Copy out the entries below verbatim, starting at the line that contains "target | little girl in pink dress" and ending after the line that contains "(1262, 683)".
— Start Dataset records —
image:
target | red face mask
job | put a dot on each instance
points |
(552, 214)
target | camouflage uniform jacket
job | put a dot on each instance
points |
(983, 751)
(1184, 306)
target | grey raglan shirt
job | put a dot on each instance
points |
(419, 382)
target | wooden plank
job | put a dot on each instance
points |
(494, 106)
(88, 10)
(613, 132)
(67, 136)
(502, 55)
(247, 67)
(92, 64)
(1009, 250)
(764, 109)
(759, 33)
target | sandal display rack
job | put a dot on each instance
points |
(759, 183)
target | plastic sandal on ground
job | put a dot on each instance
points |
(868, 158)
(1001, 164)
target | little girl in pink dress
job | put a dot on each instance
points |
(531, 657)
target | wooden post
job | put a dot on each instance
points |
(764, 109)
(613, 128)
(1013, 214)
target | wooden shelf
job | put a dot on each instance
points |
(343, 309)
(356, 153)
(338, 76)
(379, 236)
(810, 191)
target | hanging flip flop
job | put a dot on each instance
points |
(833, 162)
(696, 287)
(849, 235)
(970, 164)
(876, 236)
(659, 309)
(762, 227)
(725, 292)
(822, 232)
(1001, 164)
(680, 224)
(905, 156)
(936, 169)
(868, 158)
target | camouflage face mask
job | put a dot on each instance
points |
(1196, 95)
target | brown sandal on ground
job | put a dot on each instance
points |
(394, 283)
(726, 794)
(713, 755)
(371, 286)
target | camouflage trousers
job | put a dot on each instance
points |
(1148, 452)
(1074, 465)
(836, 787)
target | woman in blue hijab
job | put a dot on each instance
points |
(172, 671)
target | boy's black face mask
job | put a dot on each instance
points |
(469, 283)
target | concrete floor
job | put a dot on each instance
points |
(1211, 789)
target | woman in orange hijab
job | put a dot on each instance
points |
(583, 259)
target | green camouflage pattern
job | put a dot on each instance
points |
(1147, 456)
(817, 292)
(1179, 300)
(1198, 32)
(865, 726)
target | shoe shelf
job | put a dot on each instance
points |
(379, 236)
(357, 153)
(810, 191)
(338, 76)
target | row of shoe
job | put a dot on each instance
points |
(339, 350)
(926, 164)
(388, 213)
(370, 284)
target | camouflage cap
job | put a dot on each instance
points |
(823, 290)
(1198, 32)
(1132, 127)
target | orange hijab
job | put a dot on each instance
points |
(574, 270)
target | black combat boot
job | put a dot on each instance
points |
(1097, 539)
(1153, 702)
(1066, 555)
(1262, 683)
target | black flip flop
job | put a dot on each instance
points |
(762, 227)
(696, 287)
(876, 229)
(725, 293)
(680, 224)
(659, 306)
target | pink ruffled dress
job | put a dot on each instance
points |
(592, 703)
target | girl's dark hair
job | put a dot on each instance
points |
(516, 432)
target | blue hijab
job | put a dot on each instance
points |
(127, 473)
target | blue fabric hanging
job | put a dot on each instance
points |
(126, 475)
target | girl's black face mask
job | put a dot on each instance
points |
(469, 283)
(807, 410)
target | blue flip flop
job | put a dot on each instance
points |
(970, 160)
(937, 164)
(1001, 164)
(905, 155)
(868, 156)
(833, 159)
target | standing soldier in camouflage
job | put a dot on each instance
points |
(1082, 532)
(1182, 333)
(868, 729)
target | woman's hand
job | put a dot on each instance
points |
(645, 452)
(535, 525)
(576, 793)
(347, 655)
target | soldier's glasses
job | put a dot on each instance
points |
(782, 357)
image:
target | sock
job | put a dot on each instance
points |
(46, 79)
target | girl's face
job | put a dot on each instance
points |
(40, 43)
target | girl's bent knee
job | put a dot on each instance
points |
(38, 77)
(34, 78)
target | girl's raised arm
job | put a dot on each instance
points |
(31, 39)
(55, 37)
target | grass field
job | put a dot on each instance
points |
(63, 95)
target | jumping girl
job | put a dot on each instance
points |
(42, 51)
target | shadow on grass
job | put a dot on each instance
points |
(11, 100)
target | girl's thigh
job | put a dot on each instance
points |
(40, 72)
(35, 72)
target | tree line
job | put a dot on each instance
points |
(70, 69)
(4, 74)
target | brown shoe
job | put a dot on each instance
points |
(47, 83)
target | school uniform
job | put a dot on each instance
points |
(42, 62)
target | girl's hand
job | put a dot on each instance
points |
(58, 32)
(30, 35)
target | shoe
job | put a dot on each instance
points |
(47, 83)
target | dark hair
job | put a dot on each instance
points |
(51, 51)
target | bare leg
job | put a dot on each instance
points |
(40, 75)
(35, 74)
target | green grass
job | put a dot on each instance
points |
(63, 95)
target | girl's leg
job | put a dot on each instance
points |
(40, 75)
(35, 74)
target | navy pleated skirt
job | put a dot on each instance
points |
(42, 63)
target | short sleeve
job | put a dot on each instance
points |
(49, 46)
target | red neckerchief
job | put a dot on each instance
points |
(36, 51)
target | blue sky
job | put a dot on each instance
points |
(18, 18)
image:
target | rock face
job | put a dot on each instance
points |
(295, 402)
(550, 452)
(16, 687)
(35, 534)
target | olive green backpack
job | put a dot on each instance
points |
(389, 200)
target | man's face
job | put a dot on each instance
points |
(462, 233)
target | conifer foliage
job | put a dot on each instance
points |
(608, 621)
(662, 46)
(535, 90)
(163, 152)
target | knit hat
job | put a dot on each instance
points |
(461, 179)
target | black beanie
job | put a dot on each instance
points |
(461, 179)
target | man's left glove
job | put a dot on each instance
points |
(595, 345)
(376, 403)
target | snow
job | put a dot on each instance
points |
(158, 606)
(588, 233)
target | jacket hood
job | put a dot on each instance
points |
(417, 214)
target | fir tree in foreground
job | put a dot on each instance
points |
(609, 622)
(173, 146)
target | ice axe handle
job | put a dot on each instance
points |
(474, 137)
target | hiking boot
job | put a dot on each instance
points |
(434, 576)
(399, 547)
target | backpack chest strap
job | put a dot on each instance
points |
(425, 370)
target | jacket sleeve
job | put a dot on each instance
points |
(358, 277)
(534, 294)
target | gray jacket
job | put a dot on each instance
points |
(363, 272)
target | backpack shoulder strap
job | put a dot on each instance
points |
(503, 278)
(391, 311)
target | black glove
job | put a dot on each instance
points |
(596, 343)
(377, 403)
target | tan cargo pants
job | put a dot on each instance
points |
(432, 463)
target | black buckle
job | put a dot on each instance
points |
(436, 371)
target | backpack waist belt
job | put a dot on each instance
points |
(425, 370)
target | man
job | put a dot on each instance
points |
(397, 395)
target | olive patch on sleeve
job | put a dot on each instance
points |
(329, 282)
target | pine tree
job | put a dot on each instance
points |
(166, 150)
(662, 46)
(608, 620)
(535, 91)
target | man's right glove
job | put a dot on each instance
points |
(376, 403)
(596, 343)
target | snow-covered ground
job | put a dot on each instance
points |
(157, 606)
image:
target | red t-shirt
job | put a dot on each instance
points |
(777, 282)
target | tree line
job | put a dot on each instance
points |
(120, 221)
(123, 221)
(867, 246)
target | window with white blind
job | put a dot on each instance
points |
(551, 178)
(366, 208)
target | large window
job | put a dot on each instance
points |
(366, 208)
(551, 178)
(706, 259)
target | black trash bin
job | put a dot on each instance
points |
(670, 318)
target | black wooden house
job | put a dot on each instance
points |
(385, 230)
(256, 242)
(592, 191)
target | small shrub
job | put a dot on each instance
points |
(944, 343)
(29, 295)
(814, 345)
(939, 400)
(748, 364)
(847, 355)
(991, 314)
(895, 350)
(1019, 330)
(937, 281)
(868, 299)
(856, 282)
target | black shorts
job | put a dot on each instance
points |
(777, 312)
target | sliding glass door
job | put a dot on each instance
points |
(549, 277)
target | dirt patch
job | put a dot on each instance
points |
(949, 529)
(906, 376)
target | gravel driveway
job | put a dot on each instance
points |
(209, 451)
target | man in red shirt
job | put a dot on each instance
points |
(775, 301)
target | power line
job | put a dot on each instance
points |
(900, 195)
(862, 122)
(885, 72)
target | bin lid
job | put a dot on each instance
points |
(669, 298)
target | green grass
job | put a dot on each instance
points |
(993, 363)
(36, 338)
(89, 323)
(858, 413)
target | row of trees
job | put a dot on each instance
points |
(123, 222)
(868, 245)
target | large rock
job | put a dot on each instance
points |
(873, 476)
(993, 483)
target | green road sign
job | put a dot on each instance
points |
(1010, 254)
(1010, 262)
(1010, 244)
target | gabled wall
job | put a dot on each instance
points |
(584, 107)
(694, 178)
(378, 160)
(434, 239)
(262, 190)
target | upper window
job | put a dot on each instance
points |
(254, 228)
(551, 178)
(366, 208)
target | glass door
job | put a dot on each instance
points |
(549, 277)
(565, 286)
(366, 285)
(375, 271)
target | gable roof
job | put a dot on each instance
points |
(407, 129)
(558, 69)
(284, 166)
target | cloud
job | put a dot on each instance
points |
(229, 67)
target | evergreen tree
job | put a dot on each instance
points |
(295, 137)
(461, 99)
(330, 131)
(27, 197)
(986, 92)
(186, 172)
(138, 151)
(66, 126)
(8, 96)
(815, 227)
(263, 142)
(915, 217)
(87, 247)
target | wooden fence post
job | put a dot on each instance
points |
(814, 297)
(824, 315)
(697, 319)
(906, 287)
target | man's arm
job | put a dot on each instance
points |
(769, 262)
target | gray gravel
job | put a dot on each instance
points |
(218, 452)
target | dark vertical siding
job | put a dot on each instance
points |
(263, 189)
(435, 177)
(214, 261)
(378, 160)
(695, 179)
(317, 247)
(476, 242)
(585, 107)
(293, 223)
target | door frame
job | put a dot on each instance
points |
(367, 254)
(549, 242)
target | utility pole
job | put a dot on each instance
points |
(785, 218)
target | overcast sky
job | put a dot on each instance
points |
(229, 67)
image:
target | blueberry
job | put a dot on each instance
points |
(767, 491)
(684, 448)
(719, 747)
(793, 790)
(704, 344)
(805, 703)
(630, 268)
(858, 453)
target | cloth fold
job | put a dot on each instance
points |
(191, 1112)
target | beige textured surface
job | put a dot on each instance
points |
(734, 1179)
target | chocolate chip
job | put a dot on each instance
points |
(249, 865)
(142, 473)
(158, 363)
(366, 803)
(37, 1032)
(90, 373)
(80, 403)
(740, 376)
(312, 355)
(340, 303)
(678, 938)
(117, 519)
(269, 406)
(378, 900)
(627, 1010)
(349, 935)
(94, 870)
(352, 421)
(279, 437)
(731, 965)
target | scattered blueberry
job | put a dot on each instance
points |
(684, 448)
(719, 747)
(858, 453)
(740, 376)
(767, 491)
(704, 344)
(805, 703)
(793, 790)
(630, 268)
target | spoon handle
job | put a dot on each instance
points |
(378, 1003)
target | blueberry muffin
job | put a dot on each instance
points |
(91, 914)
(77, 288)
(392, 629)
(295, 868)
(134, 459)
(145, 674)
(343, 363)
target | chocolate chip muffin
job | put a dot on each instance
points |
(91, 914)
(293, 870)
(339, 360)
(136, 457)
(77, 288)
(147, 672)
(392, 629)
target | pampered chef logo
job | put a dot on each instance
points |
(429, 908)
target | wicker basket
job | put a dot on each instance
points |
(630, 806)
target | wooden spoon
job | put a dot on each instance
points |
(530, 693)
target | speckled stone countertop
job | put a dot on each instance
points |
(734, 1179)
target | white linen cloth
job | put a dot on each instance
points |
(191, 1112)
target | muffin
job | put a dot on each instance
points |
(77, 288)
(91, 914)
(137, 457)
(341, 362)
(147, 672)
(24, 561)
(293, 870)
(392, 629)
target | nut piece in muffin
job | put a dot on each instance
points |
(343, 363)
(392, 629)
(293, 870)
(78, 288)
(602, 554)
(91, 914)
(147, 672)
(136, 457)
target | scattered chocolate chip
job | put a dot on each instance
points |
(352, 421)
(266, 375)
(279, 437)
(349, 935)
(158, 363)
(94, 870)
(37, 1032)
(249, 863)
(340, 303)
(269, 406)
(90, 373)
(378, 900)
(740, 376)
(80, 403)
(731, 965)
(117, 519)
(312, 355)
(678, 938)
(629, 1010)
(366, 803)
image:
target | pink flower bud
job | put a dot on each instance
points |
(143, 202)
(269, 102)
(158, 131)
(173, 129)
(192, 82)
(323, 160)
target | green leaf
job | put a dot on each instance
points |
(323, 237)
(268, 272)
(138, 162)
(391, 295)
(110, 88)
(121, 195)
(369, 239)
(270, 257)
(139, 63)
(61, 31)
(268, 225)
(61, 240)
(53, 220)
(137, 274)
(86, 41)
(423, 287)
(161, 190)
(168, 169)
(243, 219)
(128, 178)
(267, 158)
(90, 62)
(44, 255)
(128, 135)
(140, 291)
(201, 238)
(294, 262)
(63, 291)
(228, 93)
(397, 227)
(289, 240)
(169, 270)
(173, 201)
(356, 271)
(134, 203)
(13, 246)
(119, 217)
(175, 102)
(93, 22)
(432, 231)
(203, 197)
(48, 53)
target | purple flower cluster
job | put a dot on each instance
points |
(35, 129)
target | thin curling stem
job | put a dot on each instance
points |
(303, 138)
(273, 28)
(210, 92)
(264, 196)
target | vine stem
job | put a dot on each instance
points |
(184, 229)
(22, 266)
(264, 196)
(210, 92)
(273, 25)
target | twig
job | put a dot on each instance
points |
— End Dataset records —
* _Exercise result_
target | little girl in pink dress
job | put a dot on each instance
points |
(531, 657)
target | wooden post
job | put a dot on each instance
points |
(764, 109)
(613, 128)
(1013, 214)
target | wooden shelf
job | put a dot on each instance
points |
(343, 309)
(356, 153)
(338, 76)
(379, 236)
(810, 191)
target | hanging flip flop
job | put a dot on each instance
points |
(833, 162)
(696, 287)
(849, 235)
(970, 164)
(876, 236)
(659, 309)
(762, 227)
(725, 292)
(822, 232)
(1001, 164)
(680, 224)
(905, 156)
(936, 169)
(868, 158)
target | camouflage face mask
job | put a dot on each instance
points |
(1196, 95)
target | brown sandal on ground
job | put a dot on each instance
points |
(394, 283)
(726, 794)
(713, 755)
(371, 286)
target | camouflage trousers
job | put a dot on each instance
points |
(1148, 452)
(1074, 465)
(836, 787)
target | woman in blue hijab
job | put a dot on each instance
points |
(172, 671)
target | boy's black face mask
job | put a dot on each instance
points |
(469, 283)
target | concrete floor
job | put a dot on each instance
points |
(1211, 789)
target | woman in orange hijab
job | put a dot on each instance
points |
(583, 259)
target | green camouflage pattern
job | put a dot on each instance
points |
(1147, 456)
(817, 292)
(1179, 300)
(1198, 32)
(865, 726)
target | shoe shelf
job | put a dot on each instance
points |
(379, 236)
(357, 153)
(810, 191)
(338, 76)
target | row of shoe
job | put a dot on each instance
points |
(339, 350)
(926, 164)
(388, 213)
(370, 284)
target | camouflage cap
job | put a dot on each instance
points |
(823, 290)
(1198, 32)
(1132, 127)
target | orange hijab
job | put a dot on each instance
points |
(574, 270)
target | black combat boot
job | put a dot on each instance
points |
(1097, 539)
(1153, 702)
(1066, 555)
(1262, 683)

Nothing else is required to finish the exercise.